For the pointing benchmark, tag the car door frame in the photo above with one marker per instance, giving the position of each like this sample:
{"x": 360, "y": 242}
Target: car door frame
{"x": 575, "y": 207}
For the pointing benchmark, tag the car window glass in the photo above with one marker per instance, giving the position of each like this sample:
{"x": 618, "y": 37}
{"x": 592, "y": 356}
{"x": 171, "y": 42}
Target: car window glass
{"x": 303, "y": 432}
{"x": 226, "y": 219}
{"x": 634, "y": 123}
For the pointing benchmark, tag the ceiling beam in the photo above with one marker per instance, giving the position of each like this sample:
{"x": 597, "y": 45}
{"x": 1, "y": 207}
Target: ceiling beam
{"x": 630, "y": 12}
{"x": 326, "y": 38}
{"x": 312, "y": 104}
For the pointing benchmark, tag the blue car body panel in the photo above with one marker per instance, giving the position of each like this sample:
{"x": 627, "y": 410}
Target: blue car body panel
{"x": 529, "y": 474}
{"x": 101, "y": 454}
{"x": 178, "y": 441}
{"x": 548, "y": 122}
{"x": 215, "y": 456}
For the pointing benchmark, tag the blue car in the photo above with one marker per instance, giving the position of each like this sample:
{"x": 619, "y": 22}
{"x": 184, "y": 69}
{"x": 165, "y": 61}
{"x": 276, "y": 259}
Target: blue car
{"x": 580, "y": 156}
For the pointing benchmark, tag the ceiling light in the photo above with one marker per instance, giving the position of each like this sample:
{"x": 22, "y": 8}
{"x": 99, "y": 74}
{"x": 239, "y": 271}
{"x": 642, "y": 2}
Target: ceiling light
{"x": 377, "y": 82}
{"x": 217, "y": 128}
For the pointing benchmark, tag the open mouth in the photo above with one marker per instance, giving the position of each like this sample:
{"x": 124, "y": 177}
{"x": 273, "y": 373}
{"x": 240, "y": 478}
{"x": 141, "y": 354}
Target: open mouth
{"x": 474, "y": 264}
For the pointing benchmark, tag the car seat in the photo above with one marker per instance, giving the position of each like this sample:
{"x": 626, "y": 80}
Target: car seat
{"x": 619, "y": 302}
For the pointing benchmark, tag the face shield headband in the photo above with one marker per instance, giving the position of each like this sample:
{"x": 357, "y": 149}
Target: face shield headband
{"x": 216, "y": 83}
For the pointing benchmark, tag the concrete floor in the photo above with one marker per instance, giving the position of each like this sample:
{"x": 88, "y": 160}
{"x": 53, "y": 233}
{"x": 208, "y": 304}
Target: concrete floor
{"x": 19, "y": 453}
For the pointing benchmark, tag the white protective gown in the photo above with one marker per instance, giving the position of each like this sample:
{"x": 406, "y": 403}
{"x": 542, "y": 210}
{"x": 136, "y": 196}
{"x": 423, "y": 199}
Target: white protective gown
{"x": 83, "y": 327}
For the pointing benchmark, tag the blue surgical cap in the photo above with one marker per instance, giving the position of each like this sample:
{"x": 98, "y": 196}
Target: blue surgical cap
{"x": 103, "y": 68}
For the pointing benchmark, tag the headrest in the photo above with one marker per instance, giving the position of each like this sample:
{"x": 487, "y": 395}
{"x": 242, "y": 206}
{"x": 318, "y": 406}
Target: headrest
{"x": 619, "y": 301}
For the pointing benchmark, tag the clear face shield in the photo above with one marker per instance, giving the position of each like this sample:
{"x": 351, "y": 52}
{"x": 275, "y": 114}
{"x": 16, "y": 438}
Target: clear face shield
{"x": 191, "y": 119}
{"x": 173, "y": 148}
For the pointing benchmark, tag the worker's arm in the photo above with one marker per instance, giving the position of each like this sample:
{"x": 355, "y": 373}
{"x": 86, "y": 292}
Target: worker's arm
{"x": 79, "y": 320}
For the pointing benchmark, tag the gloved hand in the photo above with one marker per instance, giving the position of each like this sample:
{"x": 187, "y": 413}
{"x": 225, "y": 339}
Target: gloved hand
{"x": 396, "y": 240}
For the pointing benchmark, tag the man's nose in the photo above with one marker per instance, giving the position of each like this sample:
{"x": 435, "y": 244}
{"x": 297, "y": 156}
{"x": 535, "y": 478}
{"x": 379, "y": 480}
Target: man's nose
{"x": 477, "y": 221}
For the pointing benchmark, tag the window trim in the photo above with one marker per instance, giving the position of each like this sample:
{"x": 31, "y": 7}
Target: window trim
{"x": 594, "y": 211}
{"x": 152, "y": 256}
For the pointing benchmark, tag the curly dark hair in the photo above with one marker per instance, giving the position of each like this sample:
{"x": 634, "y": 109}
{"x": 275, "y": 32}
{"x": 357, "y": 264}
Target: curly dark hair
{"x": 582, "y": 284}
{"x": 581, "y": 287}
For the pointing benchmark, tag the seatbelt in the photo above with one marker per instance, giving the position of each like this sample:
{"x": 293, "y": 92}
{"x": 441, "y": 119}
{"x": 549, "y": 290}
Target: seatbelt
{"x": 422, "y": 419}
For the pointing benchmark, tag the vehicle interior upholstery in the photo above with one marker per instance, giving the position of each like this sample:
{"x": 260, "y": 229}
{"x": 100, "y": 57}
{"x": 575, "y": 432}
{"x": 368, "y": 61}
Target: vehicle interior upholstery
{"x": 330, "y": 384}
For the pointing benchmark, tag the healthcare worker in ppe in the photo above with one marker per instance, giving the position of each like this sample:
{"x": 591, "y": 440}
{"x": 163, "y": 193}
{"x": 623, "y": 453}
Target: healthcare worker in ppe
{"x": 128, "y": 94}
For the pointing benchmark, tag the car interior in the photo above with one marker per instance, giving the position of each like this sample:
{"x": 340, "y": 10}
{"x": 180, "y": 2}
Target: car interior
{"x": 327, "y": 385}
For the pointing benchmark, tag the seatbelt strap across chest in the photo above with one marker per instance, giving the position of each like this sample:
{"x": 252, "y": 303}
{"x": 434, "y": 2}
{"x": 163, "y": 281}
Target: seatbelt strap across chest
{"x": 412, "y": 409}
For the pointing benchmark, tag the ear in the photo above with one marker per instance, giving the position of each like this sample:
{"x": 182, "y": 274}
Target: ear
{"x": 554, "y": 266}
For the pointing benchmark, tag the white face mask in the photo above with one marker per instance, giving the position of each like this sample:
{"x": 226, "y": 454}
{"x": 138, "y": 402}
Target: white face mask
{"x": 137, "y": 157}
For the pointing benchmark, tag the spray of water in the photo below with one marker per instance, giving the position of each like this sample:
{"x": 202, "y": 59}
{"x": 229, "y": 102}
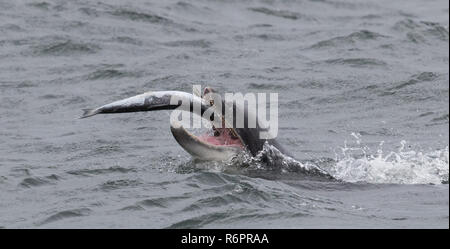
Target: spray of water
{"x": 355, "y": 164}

* * *

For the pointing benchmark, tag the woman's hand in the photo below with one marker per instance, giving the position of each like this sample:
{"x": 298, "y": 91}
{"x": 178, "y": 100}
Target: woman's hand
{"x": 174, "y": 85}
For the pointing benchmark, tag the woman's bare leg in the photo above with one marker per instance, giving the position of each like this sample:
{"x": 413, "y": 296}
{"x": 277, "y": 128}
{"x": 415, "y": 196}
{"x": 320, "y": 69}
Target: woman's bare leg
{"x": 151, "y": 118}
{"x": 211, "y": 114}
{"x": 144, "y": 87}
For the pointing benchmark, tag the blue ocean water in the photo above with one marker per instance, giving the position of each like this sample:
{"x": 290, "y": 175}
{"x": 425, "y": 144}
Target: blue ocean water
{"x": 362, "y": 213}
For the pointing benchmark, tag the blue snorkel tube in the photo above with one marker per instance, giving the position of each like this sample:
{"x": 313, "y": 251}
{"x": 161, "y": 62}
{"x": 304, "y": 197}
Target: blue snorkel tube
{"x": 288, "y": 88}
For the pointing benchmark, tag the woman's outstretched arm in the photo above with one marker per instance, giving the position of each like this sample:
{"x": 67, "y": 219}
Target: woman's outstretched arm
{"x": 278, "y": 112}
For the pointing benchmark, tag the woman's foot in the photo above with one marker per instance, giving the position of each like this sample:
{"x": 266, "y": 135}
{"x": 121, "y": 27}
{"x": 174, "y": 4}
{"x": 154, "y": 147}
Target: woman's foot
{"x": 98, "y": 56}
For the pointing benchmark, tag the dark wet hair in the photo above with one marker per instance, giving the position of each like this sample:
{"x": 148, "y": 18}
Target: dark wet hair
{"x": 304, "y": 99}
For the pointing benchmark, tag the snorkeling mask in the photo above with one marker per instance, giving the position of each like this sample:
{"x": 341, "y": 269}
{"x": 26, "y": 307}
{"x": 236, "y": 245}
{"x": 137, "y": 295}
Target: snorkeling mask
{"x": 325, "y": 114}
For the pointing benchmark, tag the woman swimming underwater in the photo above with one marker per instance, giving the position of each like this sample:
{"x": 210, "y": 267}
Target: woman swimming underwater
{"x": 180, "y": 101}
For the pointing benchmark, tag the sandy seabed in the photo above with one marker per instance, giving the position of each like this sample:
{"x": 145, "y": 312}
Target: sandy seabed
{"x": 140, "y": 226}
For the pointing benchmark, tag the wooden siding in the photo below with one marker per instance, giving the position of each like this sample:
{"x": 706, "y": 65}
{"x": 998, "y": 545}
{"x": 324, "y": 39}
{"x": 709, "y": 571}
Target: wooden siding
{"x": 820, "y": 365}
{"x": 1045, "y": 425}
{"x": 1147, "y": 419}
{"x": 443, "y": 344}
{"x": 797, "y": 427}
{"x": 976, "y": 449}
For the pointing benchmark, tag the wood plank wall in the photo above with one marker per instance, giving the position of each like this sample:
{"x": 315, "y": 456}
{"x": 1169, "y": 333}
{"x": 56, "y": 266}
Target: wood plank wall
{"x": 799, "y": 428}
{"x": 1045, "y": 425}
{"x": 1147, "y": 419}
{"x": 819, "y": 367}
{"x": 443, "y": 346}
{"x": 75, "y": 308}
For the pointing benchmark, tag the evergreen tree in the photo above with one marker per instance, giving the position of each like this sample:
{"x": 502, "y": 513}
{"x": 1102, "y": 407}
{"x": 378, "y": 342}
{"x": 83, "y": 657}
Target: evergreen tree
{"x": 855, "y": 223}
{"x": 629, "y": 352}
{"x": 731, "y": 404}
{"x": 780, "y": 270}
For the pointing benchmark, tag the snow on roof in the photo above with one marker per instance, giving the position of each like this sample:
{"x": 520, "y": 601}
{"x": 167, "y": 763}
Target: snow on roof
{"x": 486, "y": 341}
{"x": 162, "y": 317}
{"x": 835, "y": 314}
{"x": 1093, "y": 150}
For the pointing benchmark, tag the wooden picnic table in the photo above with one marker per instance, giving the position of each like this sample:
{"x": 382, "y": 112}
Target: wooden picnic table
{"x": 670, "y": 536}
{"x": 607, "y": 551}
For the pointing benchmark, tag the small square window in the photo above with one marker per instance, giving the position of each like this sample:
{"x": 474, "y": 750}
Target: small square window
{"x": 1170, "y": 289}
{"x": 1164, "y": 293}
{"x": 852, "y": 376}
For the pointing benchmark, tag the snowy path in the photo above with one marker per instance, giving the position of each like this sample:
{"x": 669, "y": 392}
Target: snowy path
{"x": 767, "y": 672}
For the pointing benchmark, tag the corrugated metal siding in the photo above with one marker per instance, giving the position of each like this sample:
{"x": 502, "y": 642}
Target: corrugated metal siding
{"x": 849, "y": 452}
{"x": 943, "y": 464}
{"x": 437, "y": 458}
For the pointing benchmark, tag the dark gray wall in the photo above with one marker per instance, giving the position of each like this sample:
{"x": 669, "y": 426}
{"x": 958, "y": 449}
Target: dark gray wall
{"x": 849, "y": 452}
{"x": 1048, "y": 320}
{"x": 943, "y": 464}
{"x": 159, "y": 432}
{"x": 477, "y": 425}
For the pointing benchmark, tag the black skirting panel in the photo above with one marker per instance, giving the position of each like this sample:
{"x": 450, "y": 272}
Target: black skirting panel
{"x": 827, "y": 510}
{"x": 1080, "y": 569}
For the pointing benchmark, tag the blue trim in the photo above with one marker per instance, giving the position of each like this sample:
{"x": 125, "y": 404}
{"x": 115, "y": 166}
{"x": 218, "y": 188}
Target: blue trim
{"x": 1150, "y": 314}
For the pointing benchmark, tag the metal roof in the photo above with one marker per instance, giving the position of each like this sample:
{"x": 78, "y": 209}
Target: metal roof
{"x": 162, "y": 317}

...

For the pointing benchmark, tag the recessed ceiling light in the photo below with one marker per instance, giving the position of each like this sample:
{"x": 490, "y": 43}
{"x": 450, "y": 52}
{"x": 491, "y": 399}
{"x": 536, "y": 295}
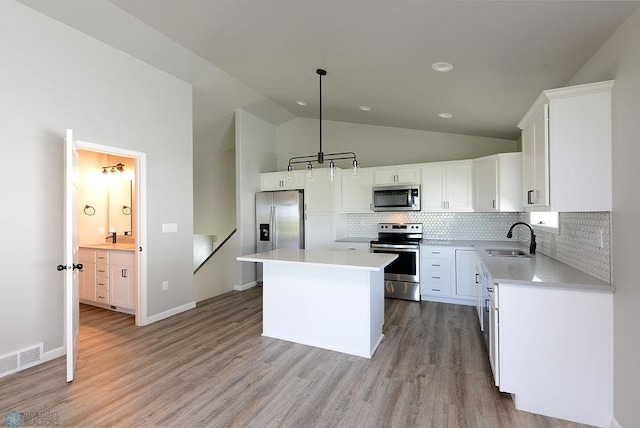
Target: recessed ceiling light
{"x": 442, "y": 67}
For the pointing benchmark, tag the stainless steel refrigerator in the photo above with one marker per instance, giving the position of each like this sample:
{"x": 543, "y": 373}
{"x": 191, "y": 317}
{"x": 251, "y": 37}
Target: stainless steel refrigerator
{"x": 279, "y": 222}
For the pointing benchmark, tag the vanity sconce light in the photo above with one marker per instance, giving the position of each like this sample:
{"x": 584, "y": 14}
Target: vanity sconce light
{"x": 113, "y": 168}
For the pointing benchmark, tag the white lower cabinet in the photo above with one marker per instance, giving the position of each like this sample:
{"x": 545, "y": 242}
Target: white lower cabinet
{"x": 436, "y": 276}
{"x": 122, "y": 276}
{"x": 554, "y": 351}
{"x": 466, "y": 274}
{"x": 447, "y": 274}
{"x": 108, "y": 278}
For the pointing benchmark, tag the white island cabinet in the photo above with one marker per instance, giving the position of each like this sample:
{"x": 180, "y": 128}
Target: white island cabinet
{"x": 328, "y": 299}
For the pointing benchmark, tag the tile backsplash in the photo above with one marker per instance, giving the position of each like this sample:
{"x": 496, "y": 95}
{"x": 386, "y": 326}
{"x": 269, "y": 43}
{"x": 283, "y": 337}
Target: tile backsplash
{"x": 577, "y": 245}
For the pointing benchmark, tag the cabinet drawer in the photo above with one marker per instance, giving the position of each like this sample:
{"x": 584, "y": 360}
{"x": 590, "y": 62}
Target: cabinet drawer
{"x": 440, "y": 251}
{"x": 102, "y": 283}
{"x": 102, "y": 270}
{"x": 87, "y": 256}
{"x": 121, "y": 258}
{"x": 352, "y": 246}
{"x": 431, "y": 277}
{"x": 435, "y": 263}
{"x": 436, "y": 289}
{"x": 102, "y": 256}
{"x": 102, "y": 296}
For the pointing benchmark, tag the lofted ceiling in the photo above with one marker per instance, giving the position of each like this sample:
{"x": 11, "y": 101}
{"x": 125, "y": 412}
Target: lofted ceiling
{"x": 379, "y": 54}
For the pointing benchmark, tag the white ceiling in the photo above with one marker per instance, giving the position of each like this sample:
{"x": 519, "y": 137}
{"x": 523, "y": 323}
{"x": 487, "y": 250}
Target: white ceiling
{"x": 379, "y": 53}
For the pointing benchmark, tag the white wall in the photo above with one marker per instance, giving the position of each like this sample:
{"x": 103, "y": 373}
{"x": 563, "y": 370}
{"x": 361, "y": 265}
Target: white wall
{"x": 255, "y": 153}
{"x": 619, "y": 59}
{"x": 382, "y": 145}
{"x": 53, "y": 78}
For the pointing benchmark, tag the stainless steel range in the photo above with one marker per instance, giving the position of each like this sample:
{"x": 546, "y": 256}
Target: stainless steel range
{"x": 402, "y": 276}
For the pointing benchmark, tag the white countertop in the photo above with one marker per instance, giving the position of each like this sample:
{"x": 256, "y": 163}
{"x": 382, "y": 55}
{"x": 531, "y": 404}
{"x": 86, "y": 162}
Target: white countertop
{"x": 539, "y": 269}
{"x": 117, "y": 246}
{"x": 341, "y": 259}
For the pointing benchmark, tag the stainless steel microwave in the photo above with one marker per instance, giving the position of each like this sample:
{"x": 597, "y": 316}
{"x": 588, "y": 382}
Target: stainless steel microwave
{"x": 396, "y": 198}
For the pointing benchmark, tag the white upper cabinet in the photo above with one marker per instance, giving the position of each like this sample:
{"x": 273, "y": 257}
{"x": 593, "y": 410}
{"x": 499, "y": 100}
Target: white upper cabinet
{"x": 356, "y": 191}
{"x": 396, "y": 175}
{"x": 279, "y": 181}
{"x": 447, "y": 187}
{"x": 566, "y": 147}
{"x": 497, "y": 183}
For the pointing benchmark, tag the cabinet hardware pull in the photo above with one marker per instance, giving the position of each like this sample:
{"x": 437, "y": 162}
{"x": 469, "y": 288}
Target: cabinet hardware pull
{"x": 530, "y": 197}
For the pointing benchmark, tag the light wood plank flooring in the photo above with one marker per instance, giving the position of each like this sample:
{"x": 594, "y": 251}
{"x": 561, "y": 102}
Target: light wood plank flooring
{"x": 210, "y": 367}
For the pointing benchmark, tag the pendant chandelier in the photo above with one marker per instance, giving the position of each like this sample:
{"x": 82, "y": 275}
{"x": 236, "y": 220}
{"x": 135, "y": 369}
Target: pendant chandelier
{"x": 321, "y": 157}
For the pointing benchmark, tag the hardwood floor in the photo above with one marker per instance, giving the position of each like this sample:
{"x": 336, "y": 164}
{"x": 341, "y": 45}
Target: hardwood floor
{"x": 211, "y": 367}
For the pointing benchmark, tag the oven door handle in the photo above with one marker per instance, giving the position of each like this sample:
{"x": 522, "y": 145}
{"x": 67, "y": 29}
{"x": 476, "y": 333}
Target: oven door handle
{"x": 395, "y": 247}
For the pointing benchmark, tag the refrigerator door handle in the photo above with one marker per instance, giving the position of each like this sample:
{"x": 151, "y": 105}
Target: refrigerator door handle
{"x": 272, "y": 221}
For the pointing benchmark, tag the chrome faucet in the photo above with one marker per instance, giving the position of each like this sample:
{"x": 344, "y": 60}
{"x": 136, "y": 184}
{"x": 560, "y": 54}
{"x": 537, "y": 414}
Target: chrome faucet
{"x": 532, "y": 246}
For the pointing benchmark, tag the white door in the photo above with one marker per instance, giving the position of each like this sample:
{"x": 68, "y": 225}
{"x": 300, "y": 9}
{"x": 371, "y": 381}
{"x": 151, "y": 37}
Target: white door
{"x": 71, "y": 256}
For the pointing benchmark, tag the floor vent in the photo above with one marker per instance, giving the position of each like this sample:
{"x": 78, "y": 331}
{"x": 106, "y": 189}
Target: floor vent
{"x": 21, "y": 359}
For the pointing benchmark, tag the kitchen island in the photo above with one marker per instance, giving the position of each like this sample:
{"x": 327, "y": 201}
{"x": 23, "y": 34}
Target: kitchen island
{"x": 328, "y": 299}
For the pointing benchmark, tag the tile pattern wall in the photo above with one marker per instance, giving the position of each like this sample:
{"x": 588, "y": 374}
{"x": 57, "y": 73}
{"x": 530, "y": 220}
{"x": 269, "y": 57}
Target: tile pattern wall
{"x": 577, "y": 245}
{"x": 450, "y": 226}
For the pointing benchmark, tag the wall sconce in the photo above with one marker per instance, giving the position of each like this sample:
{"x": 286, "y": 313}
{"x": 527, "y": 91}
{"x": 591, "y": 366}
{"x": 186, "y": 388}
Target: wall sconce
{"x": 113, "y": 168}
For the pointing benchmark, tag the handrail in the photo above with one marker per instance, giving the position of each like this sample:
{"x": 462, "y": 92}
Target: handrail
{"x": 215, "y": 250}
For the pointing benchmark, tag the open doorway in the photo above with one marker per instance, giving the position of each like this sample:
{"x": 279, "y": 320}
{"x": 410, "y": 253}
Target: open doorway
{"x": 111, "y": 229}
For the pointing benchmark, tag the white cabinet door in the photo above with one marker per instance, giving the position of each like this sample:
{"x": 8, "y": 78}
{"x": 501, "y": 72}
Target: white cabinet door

WORK TO DO - Gather every line of the entries above that contains the word "evergreen" and copy each such line in full.

EXERCISE ANSWER -
For the pointing benchmark, tag the evergreen tree in the photo above with one marker per instance, giving the position of each like this sample:
Target: evergreen tree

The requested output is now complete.